--- EXERCISE DATA ---
== Segment start ==
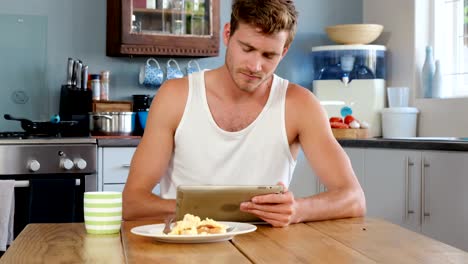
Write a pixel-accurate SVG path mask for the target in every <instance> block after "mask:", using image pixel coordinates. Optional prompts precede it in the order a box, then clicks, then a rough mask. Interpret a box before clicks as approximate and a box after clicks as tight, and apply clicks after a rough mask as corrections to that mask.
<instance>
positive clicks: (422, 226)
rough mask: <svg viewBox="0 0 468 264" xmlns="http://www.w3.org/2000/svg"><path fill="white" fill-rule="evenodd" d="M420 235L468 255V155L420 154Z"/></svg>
mask: <svg viewBox="0 0 468 264" xmlns="http://www.w3.org/2000/svg"><path fill="white" fill-rule="evenodd" d="M422 162H423V166H421V168H423V169H424V170H423V171H422V176H423V178H422V180H423V181H422V184H423V185H422V186H423V187H422V188H421V190H422V191H423V193H422V195H421V198H422V199H423V203H421V204H422V206H423V210H422V213H421V217H423V218H422V220H421V222H422V227H421V229H422V233H423V234H425V235H427V236H430V237H432V238H435V239H437V240H440V241H442V242H445V243H447V244H450V245H453V246H455V247H458V248H461V249H463V250H465V251H468V228H467V224H468V207H467V205H466V203H467V201H468V192H467V189H468V153H460V152H442V151H441V152H438V151H431V152H423V155H422Z"/></svg>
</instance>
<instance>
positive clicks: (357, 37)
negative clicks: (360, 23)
mask: <svg viewBox="0 0 468 264" xmlns="http://www.w3.org/2000/svg"><path fill="white" fill-rule="evenodd" d="M382 30H383V26H382V25H378V24H342V25H335V26H329V27H326V28H325V31H326V32H327V34H328V37H329V38H330V39H331V40H333V41H335V42H336V43H339V44H369V43H371V42H372V41H374V40H376V39H377V38H378V37H379V36H380V34H381V33H382Z"/></svg>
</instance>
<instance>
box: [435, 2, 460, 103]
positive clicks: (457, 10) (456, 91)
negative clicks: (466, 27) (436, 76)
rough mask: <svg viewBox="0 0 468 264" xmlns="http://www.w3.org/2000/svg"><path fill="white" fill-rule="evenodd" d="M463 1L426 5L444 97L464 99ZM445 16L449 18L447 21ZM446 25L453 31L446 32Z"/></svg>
mask: <svg viewBox="0 0 468 264" xmlns="http://www.w3.org/2000/svg"><path fill="white" fill-rule="evenodd" d="M464 2H465V0H432V1H431V2H430V8H429V10H430V14H429V27H430V30H429V32H430V39H431V42H432V43H433V45H434V58H435V59H439V60H440V61H441V68H442V74H443V76H444V85H443V91H442V96H443V97H444V98H459V97H468V46H467V44H465V43H464V42H466V41H465V38H466V36H464V34H465V33H464V6H465V3H464ZM460 4H461V5H462V6H461V7H460V6H459V5H460ZM446 8H451V10H450V9H449V10H446ZM444 12H448V14H444ZM446 16H448V17H449V18H452V19H451V20H448V19H447V18H446ZM439 21H443V22H442V23H439ZM447 23H450V24H451V25H450V28H454V29H455V30H447ZM460 42H461V43H460ZM447 46H449V47H451V48H447Z"/></svg>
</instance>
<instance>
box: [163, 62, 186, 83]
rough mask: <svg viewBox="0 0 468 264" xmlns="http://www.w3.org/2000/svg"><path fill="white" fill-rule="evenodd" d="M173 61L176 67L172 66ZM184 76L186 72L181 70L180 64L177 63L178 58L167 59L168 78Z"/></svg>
mask: <svg viewBox="0 0 468 264" xmlns="http://www.w3.org/2000/svg"><path fill="white" fill-rule="evenodd" d="M171 62H172V63H173V64H175V67H172V66H171ZM182 77H184V74H183V73H182V71H181V70H180V67H179V64H178V63H177V61H176V60H174V59H170V60H168V61H167V79H168V80H170V79H176V78H182Z"/></svg>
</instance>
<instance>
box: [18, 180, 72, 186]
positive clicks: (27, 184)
mask: <svg viewBox="0 0 468 264" xmlns="http://www.w3.org/2000/svg"><path fill="white" fill-rule="evenodd" d="M75 185H76V186H80V185H81V180H80V179H76V183H75ZM22 187H29V181H15V188H22Z"/></svg>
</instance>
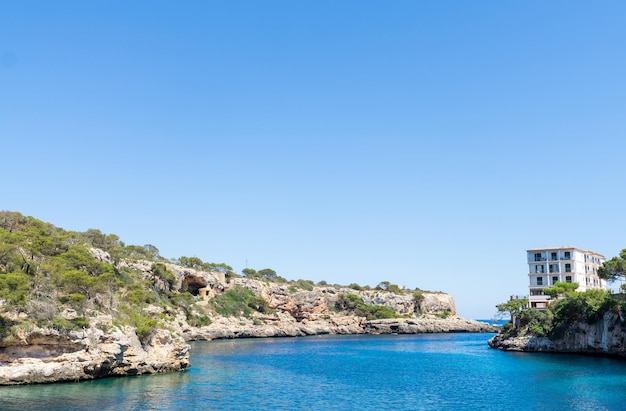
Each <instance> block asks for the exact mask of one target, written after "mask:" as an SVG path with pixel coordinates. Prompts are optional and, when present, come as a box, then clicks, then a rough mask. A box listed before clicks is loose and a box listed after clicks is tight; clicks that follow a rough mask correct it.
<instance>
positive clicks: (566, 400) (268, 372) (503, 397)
mask: <svg viewBox="0 0 626 411" xmlns="http://www.w3.org/2000/svg"><path fill="white" fill-rule="evenodd" d="M491 336H493V334H421V335H384V336H328V335H327V336H315V337H303V338H280V339H276V338H273V339H246V340H218V341H208V342H196V343H192V355H191V363H192V366H191V368H189V369H188V370H187V371H185V372H181V373H173V374H161V375H151V376H139V377H125V378H114V379H103V380H98V381H88V382H81V383H66V384H50V385H34V386H16V387H0V409H3V410H83V409H85V410H190V409H197V410H301V409H307V410H329V409H333V410H624V409H626V361H622V360H616V359H609V358H600V357H586V356H576V355H565V354H537V353H508V352H502V351H498V350H493V349H490V348H489V347H488V346H487V339H488V338H490V337H491Z"/></svg>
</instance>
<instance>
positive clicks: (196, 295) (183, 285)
== Segment end ==
--- WHAT IS EXPECTED ---
Exactly as they appear above, print all the lines, but not the pictures.

--- TASK OUTPUT ---
Write a pixel-accurate SVG path mask for the target in every <instance> block after "mask:", using image pixel coordinates. Optional prompts precede it in the order a box, then clicks, then a rough mask. Interpret a box before clicks as approximate and a box after clicks as tight, and apply clicks after a rough mask as corrections to that mask.
<instance>
positive clicks: (422, 226)
rough mask: <svg viewBox="0 0 468 264" xmlns="http://www.w3.org/2000/svg"><path fill="white" fill-rule="evenodd" d="M420 235L468 255V155L420 154Z"/></svg>
mask: <svg viewBox="0 0 468 264" xmlns="http://www.w3.org/2000/svg"><path fill="white" fill-rule="evenodd" d="M422 162H423V166H421V168H423V169H424V170H423V171H422V176H423V178H422V180H423V181H422V184H423V185H422V186H423V187H422V188H421V190H422V191H423V193H422V195H421V198H422V199H423V203H421V204H422V206H423V210H422V213H421V217H423V218H422V220H421V222H422V227H421V229H422V233H423V234H425V235H427V236H430V237H432V238H435V239H437V240H440V241H442V242H445V243H447V244H450V245H453V246H455V247H458V248H461V249H463V250H465V251H468V228H467V224H468V207H467V205H466V203H467V201H468V192H467V189H468V153H460V152H442V151H441V152H438V151H431V152H423V155H422Z"/></svg>
</instance>
<instance>
positive clicks: (357, 37)
negative clicks: (360, 23)
mask: <svg viewBox="0 0 468 264" xmlns="http://www.w3.org/2000/svg"><path fill="white" fill-rule="evenodd" d="M382 30H383V26H382V25H378V24H342V25H335V26H329V27H326V28H325V31H326V32H327V34H328V37H329V38H330V39H331V40H333V41H335V42H336V43H339V44H369V43H371V42H372V41H374V40H376V39H377V38H378V37H379V36H380V34H381V33H382Z"/></svg>
</instance>
<instance>
box: [435, 2, 460, 103]
positive clicks: (457, 10) (456, 91)
negative clicks: (466, 27) (436, 76)
rough mask: <svg viewBox="0 0 468 264" xmlns="http://www.w3.org/2000/svg"><path fill="white" fill-rule="evenodd" d="M463 1L426 5L444 97L464 99ZM445 16L449 18L447 21ZM446 25L453 31L446 32Z"/></svg>
mask: <svg viewBox="0 0 468 264" xmlns="http://www.w3.org/2000/svg"><path fill="white" fill-rule="evenodd" d="M464 2H465V0H432V1H431V2H430V8H429V10H430V14H429V27H430V30H429V32H430V39H431V42H432V43H433V45H434V58H435V59H439V60H440V61H441V68H442V74H443V76H444V85H443V91H442V96H443V97H444V98H459V97H468V46H467V44H465V43H464V42H466V41H465V38H466V36H464V34H465V33H464V6H465V3H464ZM460 4H461V5H462V6H461V7H460V6H459V5H460ZM446 8H451V10H450V9H449V10H446ZM444 12H448V14H444ZM446 16H448V17H449V18H452V19H451V20H448V19H447V18H446ZM439 21H443V22H442V23H439ZM447 23H450V24H451V25H450V28H454V29H455V30H447ZM460 42H461V43H460ZM447 46H449V47H451V48H447Z"/></svg>
</instance>
<instance>
box: [163, 62, 186, 83]
rough mask: <svg viewBox="0 0 468 264" xmlns="http://www.w3.org/2000/svg"><path fill="white" fill-rule="evenodd" d="M173 61L176 67L172 66ZM184 76L186 72L181 70L180 64L177 63L178 58L167 59L168 78Z"/></svg>
mask: <svg viewBox="0 0 468 264" xmlns="http://www.w3.org/2000/svg"><path fill="white" fill-rule="evenodd" d="M171 62H172V63H173V64H175V67H172V66H171ZM182 77H184V74H183V73H182V71H181V70H180V67H179V64H178V63H177V61H176V60H174V59H170V60H168V61H167V79H168V80H170V79H176V78H182Z"/></svg>
</instance>
<instance>
box: [18, 180, 72, 186]
positive clicks: (27, 184)
mask: <svg viewBox="0 0 468 264" xmlns="http://www.w3.org/2000/svg"><path fill="white" fill-rule="evenodd" d="M75 185H76V186H80V185H81V180H80V179H76V183H75ZM22 187H29V181H15V188H22Z"/></svg>
</instance>
Each <instance> block asks for the exact mask of one target, written after "mask:" as an SVG path with pixel coordinates. Prompts are optional and, when present, come as a box, then clicks, then a rough mask. A box listed before clicks is loose and a box listed after clicks is tight; clicks that follow a rough mask correct it.
<instance>
positive clicks: (566, 400) (268, 372) (503, 397)
mask: <svg viewBox="0 0 626 411" xmlns="http://www.w3.org/2000/svg"><path fill="white" fill-rule="evenodd" d="M491 336H493V334H421V335H384V336H328V335H327V336H315V337H303V338H280V339H276V338H273V339H246V340H218V341H208V342H196V343H192V355H191V363H192V366H191V368H189V369H188V370H187V371H185V372H181V373H173V374H161V375H151V376H139V377H125V378H114V379H103V380H98V381H88V382H81V383H66V384H50V385H34V386H16V387H0V409H3V410H83V409H85V410H190V409H197V410H301V409H307V410H329V409H333V410H624V409H626V361H622V360H616V359H609V358H600V357H586V356H576V355H565V354H537V353H508V352H502V351H498V350H493V349H490V348H489V347H488V346H487V339H488V338H490V337H491Z"/></svg>
</instance>
<instance>
positive clicks: (196, 295) (183, 285)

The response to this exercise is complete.